◆ OBJECTIVE ◆
Convert every line of the records below into a JSON list of strings, one string per line, omitting blank lines. Leave the pictures out of the answer.

--- EXTRACTED INFORMATION ---

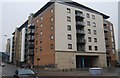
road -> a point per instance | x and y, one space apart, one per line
0 71
8 70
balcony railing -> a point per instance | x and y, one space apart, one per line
81 31
80 15
81 41
105 29
105 22
80 23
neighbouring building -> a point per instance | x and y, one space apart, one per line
66 35
69 35
18 49
8 46
110 43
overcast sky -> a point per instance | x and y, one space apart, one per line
13 13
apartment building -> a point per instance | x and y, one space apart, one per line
110 43
17 52
69 35
66 35
8 45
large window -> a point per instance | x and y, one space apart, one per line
41 18
68 10
89 39
51 19
89 31
95 39
69 46
93 16
90 47
94 24
40 33
94 32
51 46
87 15
88 23
68 27
51 37
41 25
68 19
96 48
36 49
69 37
51 10
52 28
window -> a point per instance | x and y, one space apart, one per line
37 21
90 47
111 33
94 24
36 34
41 25
68 10
40 48
89 39
51 37
68 27
88 15
41 33
41 18
95 39
36 28
94 32
69 37
51 46
69 46
51 28
68 19
36 49
93 16
40 41
36 42
51 11
113 45
111 28
113 50
88 23
51 19
96 48
89 31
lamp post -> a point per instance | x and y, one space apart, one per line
38 59
5 42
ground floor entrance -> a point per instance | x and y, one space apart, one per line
85 61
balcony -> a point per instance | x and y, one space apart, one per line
81 41
82 32
105 30
80 47
105 22
31 46
31 54
31 26
80 24
31 32
80 16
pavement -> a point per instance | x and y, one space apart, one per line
9 70
107 72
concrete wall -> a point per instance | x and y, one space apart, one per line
61 40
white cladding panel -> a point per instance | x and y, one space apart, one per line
23 45
61 40
99 32
10 58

---

◆ REPLY TO THE EXERCISE ◆
[
  "road -> a point per instance | x and y, one space apart, one per line",
  "0 71",
  "8 70",
  "balcony railing -> a point per instance | x and y, one space apart, one per line",
  "81 31",
  "80 15",
  "81 41",
  "105 29",
  "105 22",
  "80 23",
  "neighbouring building -> a point per instance | x and y, one space apart, one per line",
  "66 35",
  "69 35",
  "18 49",
  "8 46",
  "110 43",
  "overcast sky -> a point per instance | x and y, one space apart, one per line",
  "13 13",
  "apartment building -> a point per instance | x and y, one space apart, one per line",
  "110 43",
  "17 52",
  "69 35",
  "66 35",
  "8 45",
  "large window -> a point per instance | x and y, one space apart, one per line",
  "41 18",
  "68 10",
  "89 39",
  "51 19",
  "89 31",
  "95 39",
  "69 46",
  "93 16",
  "90 47",
  "94 24",
  "40 33",
  "94 32",
  "51 46",
  "87 15",
  "88 23",
  "68 27",
  "51 37",
  "41 25",
  "68 19",
  "96 48",
  "36 49",
  "69 37",
  "51 10",
  "52 28",
  "window -> a point per instance | x and y, one space apart, one per line",
  "37 21",
  "90 47",
  "111 33",
  "94 24",
  "36 34",
  "41 25",
  "68 10",
  "40 48",
  "89 39",
  "51 37",
  "68 27",
  "88 15",
  "41 33",
  "41 18",
  "95 39",
  "36 28",
  "94 32",
  "69 37",
  "51 46",
  "69 46",
  "51 28",
  "68 19",
  "36 49",
  "93 16",
  "40 41",
  "36 42",
  "51 11",
  "113 45",
  "111 28",
  "113 50",
  "88 23",
  "51 19",
  "96 48",
  "89 31",
  "lamp post -> a point per instance | x and y, one space apart, one per line",
  "38 59",
  "5 42",
  "ground floor entrance -> a point per instance | x and y, one space apart, one per line",
  "85 61",
  "balcony -> a point per instance | x and y, one space apart, one per line",
  "81 41",
  "82 32",
  "105 30",
  "80 47",
  "105 22",
  "31 46",
  "31 54",
  "31 26",
  "80 24",
  "31 32",
  "80 16",
  "pavement -> a point per instance | x and y, one space apart, one per line",
  "9 70",
  "107 72",
  "concrete wall -> a point per instance | x and y, one space apart, one per line",
  "61 40",
  "white cladding panel -> a point per instance | x and y, one space apart, one per line",
  "23 45",
  "61 40",
  "99 32",
  "10 58"
]